Ignoring the pictures, repeat every entry below exactly as it appears.

** Provided information follows **

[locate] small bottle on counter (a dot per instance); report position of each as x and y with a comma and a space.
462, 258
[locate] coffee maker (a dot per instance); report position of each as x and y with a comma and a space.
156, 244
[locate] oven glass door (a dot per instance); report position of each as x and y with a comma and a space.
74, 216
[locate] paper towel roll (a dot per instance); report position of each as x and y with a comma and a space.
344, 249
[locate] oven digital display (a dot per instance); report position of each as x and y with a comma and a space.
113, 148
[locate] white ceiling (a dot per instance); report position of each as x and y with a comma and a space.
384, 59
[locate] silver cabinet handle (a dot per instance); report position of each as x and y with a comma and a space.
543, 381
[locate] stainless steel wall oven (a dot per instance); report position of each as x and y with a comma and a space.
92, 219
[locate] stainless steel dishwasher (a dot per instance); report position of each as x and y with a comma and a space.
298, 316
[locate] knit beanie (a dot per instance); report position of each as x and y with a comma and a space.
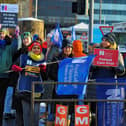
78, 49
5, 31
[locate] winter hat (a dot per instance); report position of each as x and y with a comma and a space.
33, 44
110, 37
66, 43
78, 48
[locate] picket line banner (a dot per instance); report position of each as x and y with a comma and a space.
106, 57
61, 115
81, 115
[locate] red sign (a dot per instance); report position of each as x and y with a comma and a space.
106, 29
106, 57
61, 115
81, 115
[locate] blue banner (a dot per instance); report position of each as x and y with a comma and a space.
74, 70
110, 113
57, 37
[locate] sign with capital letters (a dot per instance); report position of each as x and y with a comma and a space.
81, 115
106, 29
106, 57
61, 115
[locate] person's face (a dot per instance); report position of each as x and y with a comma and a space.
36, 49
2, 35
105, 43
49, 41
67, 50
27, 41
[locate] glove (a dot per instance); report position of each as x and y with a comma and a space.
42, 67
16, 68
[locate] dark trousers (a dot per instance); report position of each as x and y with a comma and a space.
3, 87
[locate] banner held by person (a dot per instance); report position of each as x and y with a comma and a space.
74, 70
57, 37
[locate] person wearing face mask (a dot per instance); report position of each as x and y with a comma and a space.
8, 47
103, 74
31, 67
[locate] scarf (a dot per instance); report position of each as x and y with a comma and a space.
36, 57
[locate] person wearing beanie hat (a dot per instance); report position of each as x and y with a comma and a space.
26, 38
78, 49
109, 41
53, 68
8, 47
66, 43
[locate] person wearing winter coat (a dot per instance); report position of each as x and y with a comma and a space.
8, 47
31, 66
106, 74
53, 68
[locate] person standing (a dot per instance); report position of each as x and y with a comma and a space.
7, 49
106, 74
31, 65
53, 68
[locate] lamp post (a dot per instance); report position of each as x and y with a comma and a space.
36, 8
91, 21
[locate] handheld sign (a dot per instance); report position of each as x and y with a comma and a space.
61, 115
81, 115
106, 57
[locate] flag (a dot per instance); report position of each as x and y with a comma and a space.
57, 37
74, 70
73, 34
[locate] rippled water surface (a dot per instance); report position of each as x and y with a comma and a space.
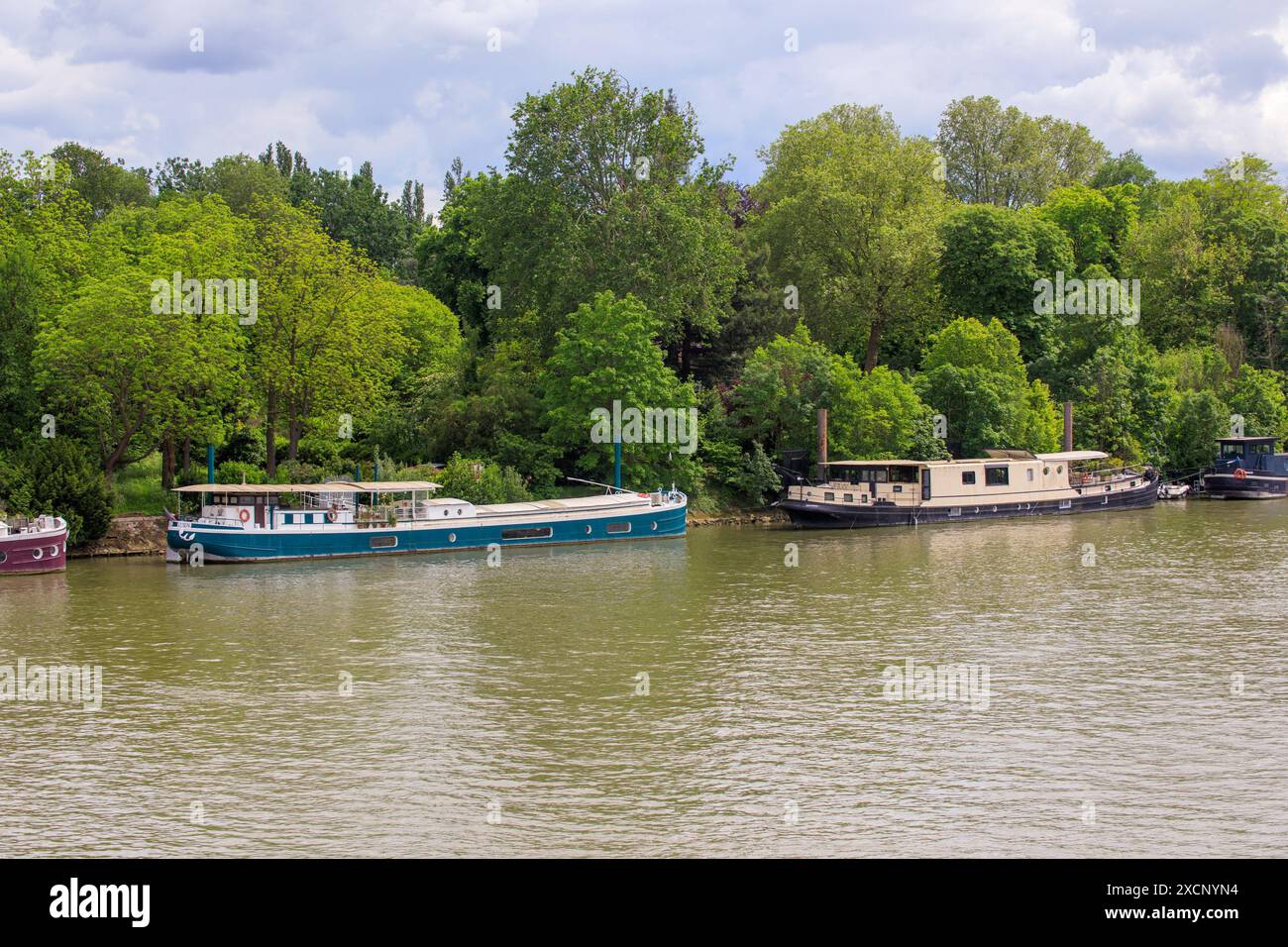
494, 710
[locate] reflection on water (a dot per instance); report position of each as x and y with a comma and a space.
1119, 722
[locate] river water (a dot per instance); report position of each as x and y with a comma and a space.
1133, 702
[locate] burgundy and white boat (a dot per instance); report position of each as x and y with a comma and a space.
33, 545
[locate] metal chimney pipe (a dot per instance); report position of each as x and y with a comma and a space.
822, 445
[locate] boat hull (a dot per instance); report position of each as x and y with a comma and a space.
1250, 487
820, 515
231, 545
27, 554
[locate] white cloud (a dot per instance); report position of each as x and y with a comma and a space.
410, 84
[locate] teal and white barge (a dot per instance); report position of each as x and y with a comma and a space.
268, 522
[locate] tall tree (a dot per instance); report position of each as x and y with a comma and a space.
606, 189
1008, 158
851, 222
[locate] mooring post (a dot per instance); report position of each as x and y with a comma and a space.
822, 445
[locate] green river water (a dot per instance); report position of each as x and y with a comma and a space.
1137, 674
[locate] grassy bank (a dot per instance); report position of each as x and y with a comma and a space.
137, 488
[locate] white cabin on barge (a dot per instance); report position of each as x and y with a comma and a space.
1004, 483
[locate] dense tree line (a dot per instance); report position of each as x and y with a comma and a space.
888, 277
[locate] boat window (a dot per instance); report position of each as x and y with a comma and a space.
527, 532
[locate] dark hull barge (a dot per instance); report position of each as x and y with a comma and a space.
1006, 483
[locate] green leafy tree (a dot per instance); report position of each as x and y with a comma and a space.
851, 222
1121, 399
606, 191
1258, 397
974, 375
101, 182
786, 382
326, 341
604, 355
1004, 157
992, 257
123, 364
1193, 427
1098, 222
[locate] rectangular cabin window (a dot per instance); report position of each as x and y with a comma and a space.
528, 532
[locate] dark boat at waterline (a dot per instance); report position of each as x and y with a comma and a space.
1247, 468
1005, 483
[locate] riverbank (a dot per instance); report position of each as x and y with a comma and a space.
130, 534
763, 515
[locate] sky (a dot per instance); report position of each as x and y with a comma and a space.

** End of Provided information **

_Solution_:
[locate] small bottle on counter (a dot per instance); report position of each as x and y with a comma and a space.
462, 258
[locate] coffee maker (a dot per instance); report position of each as x and y with a comma and a space.
156, 244
[locate] oven glass door (a dot per instance); report position of each as x and y with a comma and a space.
74, 216
[locate] paper towel roll (a dot per instance); report position of each as x and y with a comma and a space.
344, 249
[locate] oven digital display (a dot per instance); report position of each as x and y with a comma and a space.
113, 148
[locate] white ceiling (a dot per instance); report position of each as x and y with a comma and a space.
384, 59
[locate] silver cabinet handle (a dot per instance); report position of each as x and y with a comma and a space.
543, 381
[locate] stainless steel wall oven (a dot per instance); report position of each as x and y with a comma and a space.
92, 219
[locate] stainless steel dishwasher (a dot per instance); report position of each as x and y with a comma and a space.
298, 316
[locate] knit beanie (a dot per instance); report position of each as x and y with a comma and a space.
78, 49
5, 31
[locate] winter hat (a dot per instance); report position of each as x and y with a comma and a space.
33, 44
110, 37
66, 43
78, 48
[locate] picket line banner (a dot per instance); report position of each as x and y with a comma and a space.
106, 57
61, 115
81, 115
[locate] red sign (a dot per instance); report position of each as x and y with a comma and a space.
106, 29
106, 57
61, 115
81, 115
[locate] blue banner (a dot per instance); report position of each as x and y with a comma and a space.
74, 70
110, 113
57, 37
[locate] sign with capital letters (a dot per instance); report position of each as x and y with a comma and a space.
81, 115
106, 29
106, 57
61, 115
[locate] person's face (a dot per instance); report position of each as x and y with a comma and a space.
36, 49
2, 35
105, 43
49, 41
67, 50
27, 41
[locate] glove (a dot per instance); report position of each as x and y with a comma and a space.
42, 67
16, 68
[locate] dark trousers (a dot per instance); report position of each as x and y with a comma and a space.
3, 87
[locate] banner held by person (a dot per instance); report position of each as x and y with a comma and a space.
74, 70
57, 37
[locate] person wearing face mask (a dot per instance); report position of each as x and y with a comma and a space.
8, 47
103, 74
31, 67
[locate] scarf (a dot per instance); report position of each as x and y with a comma and a space.
36, 57
[locate] person wearing beanie hat (a dot per instance); report position of each as x and y with a comma and a space.
26, 38
78, 49
109, 41
53, 68
8, 47
66, 43
[locate] person wearing winter coat (a dot per instance); report position of each as x and y with a comma and a space.
8, 47
31, 66
106, 74
53, 68
[locate] person standing (a dot per instance); report position of each as x and y with a comma and a space.
7, 49
106, 74
31, 65
53, 68
[locate] lamp post (a dot per instance); report position of each as x and y with a comma and a space.
36, 8
91, 21
[locate] handheld sign (a dot per instance); report position of each as x and y with a comma and a space.
61, 115
81, 115
106, 57
[locate] flag (a dot per instance); report position of each as x and y with a comma and a space.
57, 37
74, 70
73, 34
[locate] rippled water surface (a dot per instance); report position of each as x and y with a comma and a space.
494, 710
[locate] reflection on water (a dot per instance); report position of each as x and y with a comma and a space.
1119, 722
[locate] river water (a dot per instance); report position of each as x and y with a comma and a space.
1133, 702
[locate] burgundy and white boat (a dot per instance); report position of each as x and y with a comma and a space.
33, 545
[locate] metal chimney pipe (a dot per instance); report position of each as x and y with a comma and a space.
822, 445
[locate] boat hull (a dot per instance); report position of each as x and y with a comma and a space.
1250, 487
820, 515
231, 545
27, 554
[locate] white cloud (a dot per instance); report position of each as x and y with a comma and a space.
410, 84
[locate] teal and white barge (a dot per instance); report position of each as x and y with a comma and a space.
268, 522
[locate] tall tree (a dot per instance); report position of each as x and y with a comma and a space.
606, 189
1008, 158
851, 222
[locate] mooring post (a dot per instance); report position of each as x and y with a comma and a space.
822, 445
[locate] green river water (a dot per instance); report position of each as x and y with a comma and a space.
1137, 674
[locate] grassy bank (a dot per instance); report position of each as x and y with a comma and a space.
137, 488
[locate] white cabin on barge (a dot per instance); report position of each as x and y with a comma and a space.
1004, 483
[locate] dense tree line (a dot per instance); report position of each as x and y with a comma and a space.
888, 277
[locate] boat window (a dot per instance); report position of each as x and y with a comma and a space.
527, 532
[locate] dark hull barge (a dot per instance); report position of each as x and y with a comma and a space.
1006, 483
[locate] green leafy tree (a dot per instance); report position of each as x and y with a comma and a space.
851, 222
1121, 399
606, 191
1258, 397
974, 375
101, 182
786, 382
326, 341
604, 355
1004, 157
992, 257
123, 364
1193, 427
1098, 222
[locate] rectangular cabin window (a dot per instance); report position of each as x and y with a comma and a space.
528, 532
[locate] dark boat at waterline (a dot per instance); report position of each as x and y with a comma and a space.
1247, 468
1005, 483
[locate] riverbank (a dot per instance); report position of each as x and y with a comma and a space.
130, 534
763, 515
[locate] sky (a dot per instance); report position of each as x and y with a comma and a space.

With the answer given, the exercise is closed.